What happens when a government excludes language that addresses social problems, provides resources for the vulnerable, and dismisses all information related to climate change?

Reminiscent of book-burning

Trump’s politics of erasure is more than a page out of the dystopian novels of George Orwell or Ray Bradbury, it also echoes an earlier historical period when censorship and book burning was the currency of fascist regimes. As American historian Karen J. Greenberg warns, the suppression of language opens the doorway to fascism.

The president’s fabricating Twitter machine is about more than lying, it is also about using all of the tools and resources to create a dystopia in which authoritarianism emerges through the raw power of ignorance, control and police-state repression.

Of course, Trump does not lie in isolation. He is encouraged by a right-wing disimagination machine that American sociologist Todd Gitlin rightly calls “an interlocking ecology of falsification that has driven the country around the bend” and into the abyss of authoritarianism.

Trump’s endless fabrications echo the propaganda machines made famous in the fascist regimes of the 1930s. He values loyalty over integrity, and he lies in part to test the loyalty of those who both follow him and align themselves with his power.

Trump’s lying must be understood within a broader attack on the fundamentals of education and democracy itself. This is especially important at a time when the U.S. is no longer a functioning democracy and is in the presence of what sociologists Leonidas Donskis and the late Zygmunt Bauman referred to as a form “of modern barbarity.”

## Task details
Transcribe the passage on Trump's politics of erasure from "What happens when" up to and including "and police-state repression.".

## Entries shown

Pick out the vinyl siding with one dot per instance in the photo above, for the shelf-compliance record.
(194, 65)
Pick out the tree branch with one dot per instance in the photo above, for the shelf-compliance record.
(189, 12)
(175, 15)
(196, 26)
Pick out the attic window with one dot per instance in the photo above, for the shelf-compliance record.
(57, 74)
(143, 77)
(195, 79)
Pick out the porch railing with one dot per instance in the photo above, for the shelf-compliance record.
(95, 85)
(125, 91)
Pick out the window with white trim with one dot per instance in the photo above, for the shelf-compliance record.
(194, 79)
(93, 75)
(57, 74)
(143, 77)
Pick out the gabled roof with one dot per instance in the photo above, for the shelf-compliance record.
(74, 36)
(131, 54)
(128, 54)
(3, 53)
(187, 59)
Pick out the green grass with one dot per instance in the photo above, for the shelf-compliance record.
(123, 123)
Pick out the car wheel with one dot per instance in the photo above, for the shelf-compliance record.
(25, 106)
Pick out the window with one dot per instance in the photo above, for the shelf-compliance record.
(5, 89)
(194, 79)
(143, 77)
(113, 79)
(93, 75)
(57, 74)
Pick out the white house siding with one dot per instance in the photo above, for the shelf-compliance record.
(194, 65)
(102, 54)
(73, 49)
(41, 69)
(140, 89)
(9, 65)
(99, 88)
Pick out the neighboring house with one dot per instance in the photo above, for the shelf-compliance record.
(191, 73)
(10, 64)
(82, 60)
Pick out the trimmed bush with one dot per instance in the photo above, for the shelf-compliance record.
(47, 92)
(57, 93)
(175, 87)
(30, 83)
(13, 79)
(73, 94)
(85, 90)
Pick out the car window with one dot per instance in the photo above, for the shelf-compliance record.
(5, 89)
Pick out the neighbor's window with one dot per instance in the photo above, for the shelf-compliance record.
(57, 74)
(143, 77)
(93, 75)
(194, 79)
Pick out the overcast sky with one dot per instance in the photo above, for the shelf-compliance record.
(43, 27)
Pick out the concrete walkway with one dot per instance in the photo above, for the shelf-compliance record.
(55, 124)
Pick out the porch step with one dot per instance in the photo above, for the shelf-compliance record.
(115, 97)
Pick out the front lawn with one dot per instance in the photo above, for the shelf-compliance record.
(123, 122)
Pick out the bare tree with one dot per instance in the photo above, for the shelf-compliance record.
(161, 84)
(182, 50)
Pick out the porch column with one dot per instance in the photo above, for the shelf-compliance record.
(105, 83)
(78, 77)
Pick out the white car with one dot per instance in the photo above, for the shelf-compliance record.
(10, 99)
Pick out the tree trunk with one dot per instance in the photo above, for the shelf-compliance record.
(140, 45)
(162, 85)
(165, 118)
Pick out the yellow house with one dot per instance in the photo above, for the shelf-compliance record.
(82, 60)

==

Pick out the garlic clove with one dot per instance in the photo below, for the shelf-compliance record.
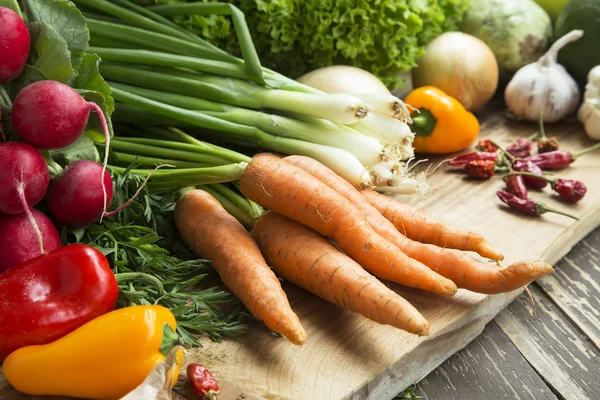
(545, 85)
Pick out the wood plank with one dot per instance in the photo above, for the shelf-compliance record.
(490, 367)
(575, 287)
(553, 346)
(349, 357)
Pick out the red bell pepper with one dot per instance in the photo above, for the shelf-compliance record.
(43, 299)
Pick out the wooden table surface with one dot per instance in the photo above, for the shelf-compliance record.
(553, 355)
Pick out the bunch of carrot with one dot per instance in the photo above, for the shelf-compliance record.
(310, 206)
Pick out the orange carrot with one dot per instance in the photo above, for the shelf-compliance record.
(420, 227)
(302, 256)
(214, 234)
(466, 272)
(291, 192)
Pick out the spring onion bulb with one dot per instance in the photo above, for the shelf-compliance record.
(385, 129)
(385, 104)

==

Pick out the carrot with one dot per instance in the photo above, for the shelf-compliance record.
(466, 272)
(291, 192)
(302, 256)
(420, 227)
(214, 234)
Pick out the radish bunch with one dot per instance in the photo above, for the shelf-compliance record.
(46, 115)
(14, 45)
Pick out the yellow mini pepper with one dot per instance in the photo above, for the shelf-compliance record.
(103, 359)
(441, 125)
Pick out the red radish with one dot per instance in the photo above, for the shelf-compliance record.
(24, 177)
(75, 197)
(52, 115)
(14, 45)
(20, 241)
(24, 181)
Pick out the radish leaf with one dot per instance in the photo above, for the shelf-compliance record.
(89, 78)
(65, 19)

## Response to the task
What happens when a government excludes language that addresses social problems, provides resources for the vulnerable, and dismisses all information related to climate change?

Reminiscent of book-burning

Trump’s politics of erasure is more than a page out of the dystopian novels of George Orwell or Ray Bradbury, it also echoes an earlier historical period when censorship and book burning was the currency of fascist regimes. As American historian Karen J. Greenberg warns, the suppression of language opens the doorway to fascism.

The president’s fabricating Twitter machine is about more than lying, it is also about using all of the tools and resources to create a dystopia in which authoritarianism emerges through the raw power of ignorance, control and police-state repression.